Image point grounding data
"""

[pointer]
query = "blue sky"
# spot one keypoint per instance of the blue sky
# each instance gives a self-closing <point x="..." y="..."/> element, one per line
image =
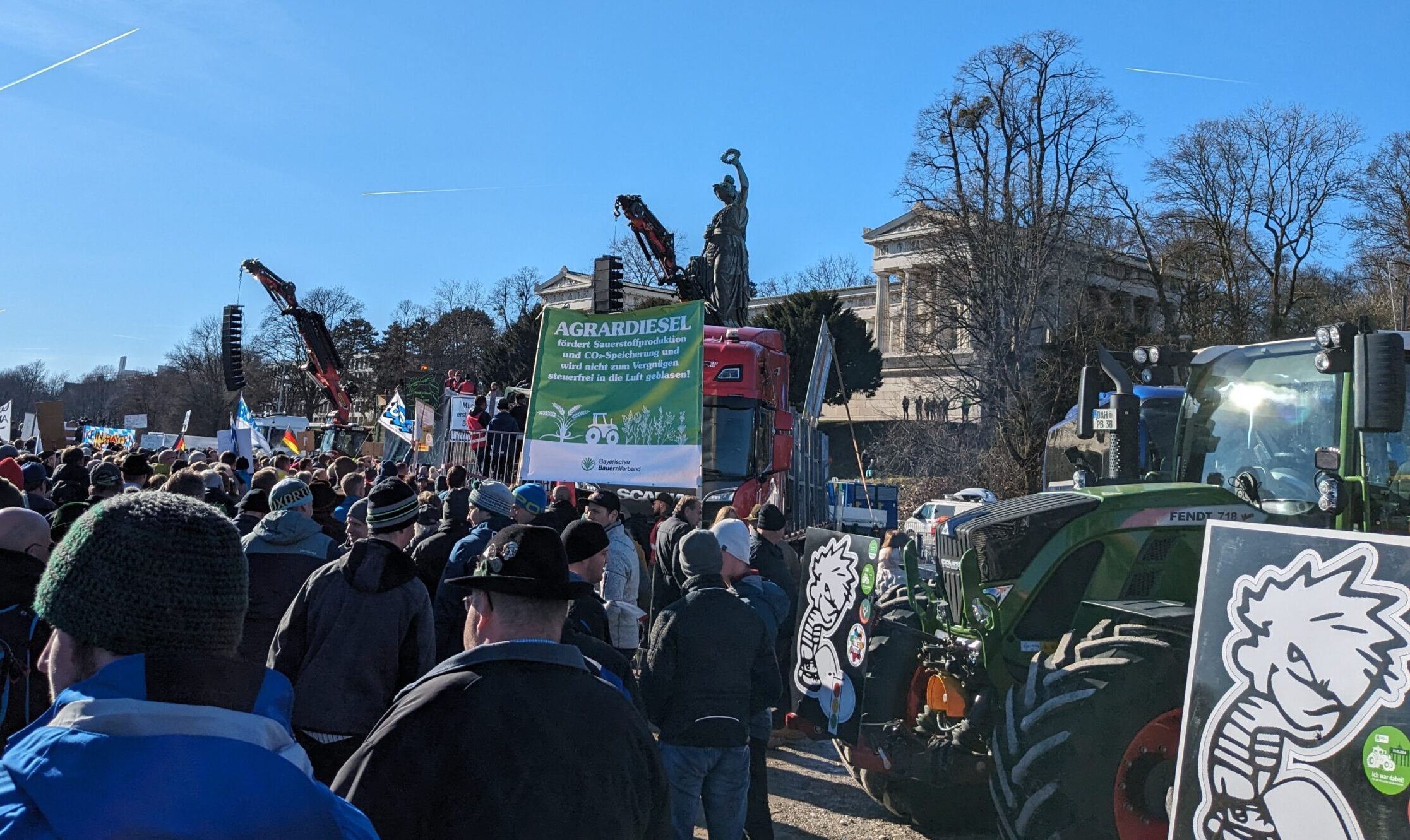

"""

= EXERCISE GOAL =
Please return exactly, and only, the lines from the one containing "# spot one keypoint" through the end of the records, with both end lines kept and every picture dropped.

= REPLY TO THE EXERCISE =
# spot one keypoint per instance of the blue sky
# each instance gives a self-closing <point x="..." y="..."/> element, one per line
image =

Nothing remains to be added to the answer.